**Task description:** Copy each of the rows below word for word, changing nothing.
★ ★ ★
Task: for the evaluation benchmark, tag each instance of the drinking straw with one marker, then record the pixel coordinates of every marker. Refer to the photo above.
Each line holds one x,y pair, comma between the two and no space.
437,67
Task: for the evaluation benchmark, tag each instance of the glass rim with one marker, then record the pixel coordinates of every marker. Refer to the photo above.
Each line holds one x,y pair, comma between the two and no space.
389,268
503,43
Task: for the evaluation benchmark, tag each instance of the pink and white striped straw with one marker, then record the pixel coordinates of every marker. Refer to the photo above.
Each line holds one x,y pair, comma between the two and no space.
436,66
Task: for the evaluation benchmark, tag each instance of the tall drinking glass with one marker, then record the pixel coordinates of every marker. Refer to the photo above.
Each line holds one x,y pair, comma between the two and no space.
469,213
★ ★ ★
**Correct answer:**
Task: for the evaluation benchmark, tag each instance of the drinking straw with one marker, then record the pixel coordinates of every marker. Refer to the photo above.
Each line holds one x,y pair, comma between the two and no space.
437,67
Task: for the evaluation benchmark, tag each instance of the glass rim with one marker, then record the pixel coordinates of every marker. Refer to the photo above.
Each line holds one x,y pair, comma between the two and no space.
389,268
503,43
Task: for the evaluation benchmark, tag each instance of the pink and white striped straw with one marker, then record the pixel coordinates of every marker. Refer to the photo above.
Each line holds one x,y pair, comma between the two and no space.
436,66
Task: for the evaluation benchmark, tag each instance of the tall drinking glass with one marker, then record the pixel coordinates of every marker. Refer to the photo above.
Each line holds one x,y pair, comma between the two and no space.
469,213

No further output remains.